### [What is expected]
Find how many lines in this data contain the string "matching". Respond with only that number.

### [Given data]
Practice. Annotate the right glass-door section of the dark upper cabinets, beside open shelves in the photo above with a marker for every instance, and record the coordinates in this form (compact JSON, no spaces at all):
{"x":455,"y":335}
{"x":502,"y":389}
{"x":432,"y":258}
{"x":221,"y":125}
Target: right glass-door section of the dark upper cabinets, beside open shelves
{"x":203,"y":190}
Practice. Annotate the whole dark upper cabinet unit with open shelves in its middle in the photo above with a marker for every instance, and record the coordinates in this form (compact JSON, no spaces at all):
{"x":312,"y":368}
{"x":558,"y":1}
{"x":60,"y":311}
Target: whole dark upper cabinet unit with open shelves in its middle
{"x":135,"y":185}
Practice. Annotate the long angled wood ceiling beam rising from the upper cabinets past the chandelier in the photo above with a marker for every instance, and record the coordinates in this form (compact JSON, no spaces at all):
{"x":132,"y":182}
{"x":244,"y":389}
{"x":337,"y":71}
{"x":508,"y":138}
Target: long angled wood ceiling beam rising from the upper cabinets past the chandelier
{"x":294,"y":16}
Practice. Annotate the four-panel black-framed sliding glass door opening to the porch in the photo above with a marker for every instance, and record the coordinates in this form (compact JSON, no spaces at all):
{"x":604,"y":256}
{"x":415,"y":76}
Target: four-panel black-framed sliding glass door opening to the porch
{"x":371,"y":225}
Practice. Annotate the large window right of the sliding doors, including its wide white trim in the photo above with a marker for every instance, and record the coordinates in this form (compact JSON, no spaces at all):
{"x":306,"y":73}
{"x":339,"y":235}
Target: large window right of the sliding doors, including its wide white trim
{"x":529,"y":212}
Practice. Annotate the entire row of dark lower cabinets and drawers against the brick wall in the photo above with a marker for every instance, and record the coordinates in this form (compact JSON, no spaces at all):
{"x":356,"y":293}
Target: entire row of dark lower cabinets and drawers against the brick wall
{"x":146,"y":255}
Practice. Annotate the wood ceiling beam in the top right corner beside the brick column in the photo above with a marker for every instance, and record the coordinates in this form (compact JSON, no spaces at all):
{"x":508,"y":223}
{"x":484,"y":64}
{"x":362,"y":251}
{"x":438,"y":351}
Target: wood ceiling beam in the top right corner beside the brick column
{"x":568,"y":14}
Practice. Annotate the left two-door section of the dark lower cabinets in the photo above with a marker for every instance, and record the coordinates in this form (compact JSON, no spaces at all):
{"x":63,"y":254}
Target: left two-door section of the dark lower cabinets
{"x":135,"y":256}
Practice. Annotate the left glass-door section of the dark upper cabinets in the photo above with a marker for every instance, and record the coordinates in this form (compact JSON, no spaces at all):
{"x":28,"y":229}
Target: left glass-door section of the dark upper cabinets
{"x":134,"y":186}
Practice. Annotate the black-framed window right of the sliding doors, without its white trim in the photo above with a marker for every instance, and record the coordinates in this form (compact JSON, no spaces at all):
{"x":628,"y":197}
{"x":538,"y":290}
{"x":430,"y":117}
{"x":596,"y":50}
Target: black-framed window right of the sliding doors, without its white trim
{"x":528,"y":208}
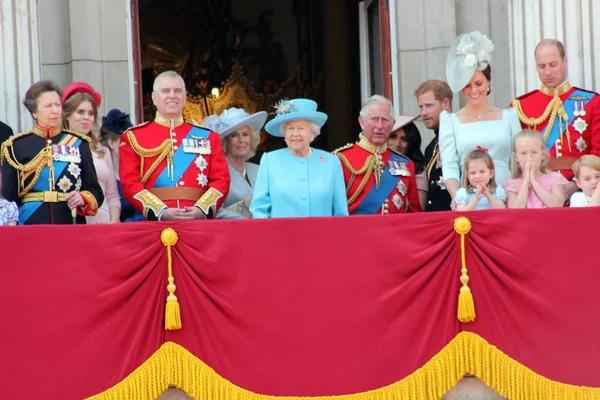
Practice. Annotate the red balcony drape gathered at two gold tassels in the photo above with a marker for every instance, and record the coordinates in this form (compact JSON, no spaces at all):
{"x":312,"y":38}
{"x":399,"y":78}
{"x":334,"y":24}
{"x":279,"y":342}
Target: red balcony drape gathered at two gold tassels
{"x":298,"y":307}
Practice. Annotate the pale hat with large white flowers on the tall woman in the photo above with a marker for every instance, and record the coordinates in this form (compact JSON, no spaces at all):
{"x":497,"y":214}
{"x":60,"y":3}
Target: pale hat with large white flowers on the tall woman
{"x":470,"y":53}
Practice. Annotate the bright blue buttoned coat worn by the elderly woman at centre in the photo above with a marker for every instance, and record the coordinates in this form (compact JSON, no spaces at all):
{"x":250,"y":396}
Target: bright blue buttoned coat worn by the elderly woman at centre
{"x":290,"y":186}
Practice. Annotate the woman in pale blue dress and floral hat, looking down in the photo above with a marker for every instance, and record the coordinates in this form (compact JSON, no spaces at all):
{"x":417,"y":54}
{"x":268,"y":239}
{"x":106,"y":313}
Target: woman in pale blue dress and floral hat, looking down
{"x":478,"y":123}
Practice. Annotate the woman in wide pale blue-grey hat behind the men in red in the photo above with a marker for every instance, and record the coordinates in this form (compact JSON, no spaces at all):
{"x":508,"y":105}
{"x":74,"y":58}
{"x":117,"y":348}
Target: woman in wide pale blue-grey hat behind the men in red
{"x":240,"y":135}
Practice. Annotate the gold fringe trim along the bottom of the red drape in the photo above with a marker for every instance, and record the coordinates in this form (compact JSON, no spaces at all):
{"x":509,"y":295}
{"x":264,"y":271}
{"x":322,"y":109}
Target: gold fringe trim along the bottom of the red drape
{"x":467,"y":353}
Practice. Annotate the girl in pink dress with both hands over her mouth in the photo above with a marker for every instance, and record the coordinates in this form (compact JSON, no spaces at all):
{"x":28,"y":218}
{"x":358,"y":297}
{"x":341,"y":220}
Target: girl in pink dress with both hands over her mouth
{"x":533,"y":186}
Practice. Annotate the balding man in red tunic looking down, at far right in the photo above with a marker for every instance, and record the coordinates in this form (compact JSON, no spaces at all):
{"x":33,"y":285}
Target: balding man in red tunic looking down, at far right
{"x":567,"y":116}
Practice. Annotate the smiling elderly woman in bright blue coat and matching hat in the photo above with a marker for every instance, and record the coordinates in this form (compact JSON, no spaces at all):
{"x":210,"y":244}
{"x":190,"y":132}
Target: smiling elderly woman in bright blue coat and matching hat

### [Result]
2